### About this exercise
All records that follow are to be restated exactly.

(Excerpts from a dataset)
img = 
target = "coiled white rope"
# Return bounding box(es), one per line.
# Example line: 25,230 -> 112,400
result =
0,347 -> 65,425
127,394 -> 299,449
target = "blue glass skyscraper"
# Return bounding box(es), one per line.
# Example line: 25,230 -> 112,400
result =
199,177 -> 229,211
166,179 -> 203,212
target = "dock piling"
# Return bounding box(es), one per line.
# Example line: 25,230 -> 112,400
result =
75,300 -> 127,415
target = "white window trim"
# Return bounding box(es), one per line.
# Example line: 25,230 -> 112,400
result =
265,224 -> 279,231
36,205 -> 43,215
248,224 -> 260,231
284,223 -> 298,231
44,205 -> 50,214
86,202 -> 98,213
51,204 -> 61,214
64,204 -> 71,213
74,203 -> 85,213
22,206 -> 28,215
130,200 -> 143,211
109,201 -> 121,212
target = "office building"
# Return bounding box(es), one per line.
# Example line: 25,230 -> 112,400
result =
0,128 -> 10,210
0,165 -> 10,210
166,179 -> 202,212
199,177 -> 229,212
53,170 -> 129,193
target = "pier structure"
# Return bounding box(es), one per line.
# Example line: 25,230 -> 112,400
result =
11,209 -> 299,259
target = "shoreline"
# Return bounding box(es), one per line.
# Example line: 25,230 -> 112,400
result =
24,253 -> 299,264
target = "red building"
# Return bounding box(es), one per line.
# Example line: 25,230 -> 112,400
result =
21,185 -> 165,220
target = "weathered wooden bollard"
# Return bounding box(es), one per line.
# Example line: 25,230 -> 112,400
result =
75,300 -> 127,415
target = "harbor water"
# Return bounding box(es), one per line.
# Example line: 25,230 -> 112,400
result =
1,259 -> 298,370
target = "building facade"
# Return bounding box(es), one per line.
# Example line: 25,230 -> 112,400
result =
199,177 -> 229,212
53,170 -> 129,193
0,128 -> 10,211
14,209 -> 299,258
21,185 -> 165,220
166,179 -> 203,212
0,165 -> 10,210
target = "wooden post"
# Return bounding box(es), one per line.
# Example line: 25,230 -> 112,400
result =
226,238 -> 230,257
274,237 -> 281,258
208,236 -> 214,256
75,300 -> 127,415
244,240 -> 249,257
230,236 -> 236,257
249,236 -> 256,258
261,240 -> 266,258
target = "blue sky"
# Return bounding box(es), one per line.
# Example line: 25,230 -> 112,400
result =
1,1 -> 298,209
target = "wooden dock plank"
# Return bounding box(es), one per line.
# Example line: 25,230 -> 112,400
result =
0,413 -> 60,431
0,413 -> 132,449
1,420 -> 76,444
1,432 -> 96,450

### Answer to this task
img = 
target = "coiled white rope"
# Return bounding box(es), one per line.
# Example line: 25,230 -> 112,400
result =
0,347 -> 65,425
127,394 -> 299,449
target = "blue glass skyscraper"
# Return bounding box(es), one per line.
# Example line: 25,230 -> 112,400
result =
199,177 -> 229,211
166,179 -> 203,212
target = "dock piling"
# Return bounding box(es), one per line.
# Example line: 25,230 -> 112,400
result =
75,300 -> 127,415
target = "white window trim"
# Return bounding box(es), one per line.
# Example line: 25,230 -> 112,400
result =
265,224 -> 279,231
36,205 -> 43,215
248,224 -> 260,231
284,223 -> 298,231
44,205 -> 50,214
86,202 -> 98,213
51,204 -> 61,214
64,204 -> 71,213
74,203 -> 85,213
22,206 -> 28,215
130,200 -> 143,211
109,201 -> 121,212
target = "office building"
# Return bounding box(es), one per line.
# Example line: 25,230 -> 112,400
result =
0,128 -> 10,210
0,165 -> 10,210
166,179 -> 202,212
199,177 -> 229,212
53,170 -> 129,193
target = "pier structure"
# Return bounding box(es), one per line.
# Example line: 25,230 -> 112,400
result =
11,209 -> 299,259
target = "shoreline"
# Return bounding box(es), one per line.
# Example line: 25,230 -> 112,400
result =
24,253 -> 299,264
target = "red building"
# Return bounding box(es), one per line.
# Example line: 25,230 -> 112,400
result =
21,185 -> 165,220
target = "weathered wooden bollard"
# Return bounding box(es), one per line.
# Example line: 25,230 -> 112,400
result =
75,300 -> 127,415
target = "harbor water"
# Return bounding box(es), one per line.
# Example line: 25,230 -> 112,400
result =
1,259 -> 298,370
target = "building facade"
# Return bounding box(es), one per line.
# Example line: 25,230 -> 112,400
result =
199,177 -> 229,212
53,170 -> 129,193
0,128 -> 10,211
14,209 -> 299,258
21,185 -> 165,220
166,179 -> 203,212
0,165 -> 10,210
target = "wooden post"
# Return bounding box(es), one per line.
# Example line: 25,230 -> 112,400
result =
226,238 -> 230,257
274,237 -> 281,258
208,236 -> 214,256
75,300 -> 127,415
244,240 -> 249,257
230,236 -> 236,257
249,236 -> 256,258
261,240 -> 266,258
target = "blue sky"
# Return bounding box(es), one per line.
# Example line: 25,230 -> 112,400
result =
1,1 -> 298,209
target = "wooden dock plank"
# Return bounding box(es), one per line.
# Example line: 25,230 -> 112,400
result =
0,413 -> 60,431
0,413 -> 132,449
1,420 -> 76,444
1,432 -> 96,450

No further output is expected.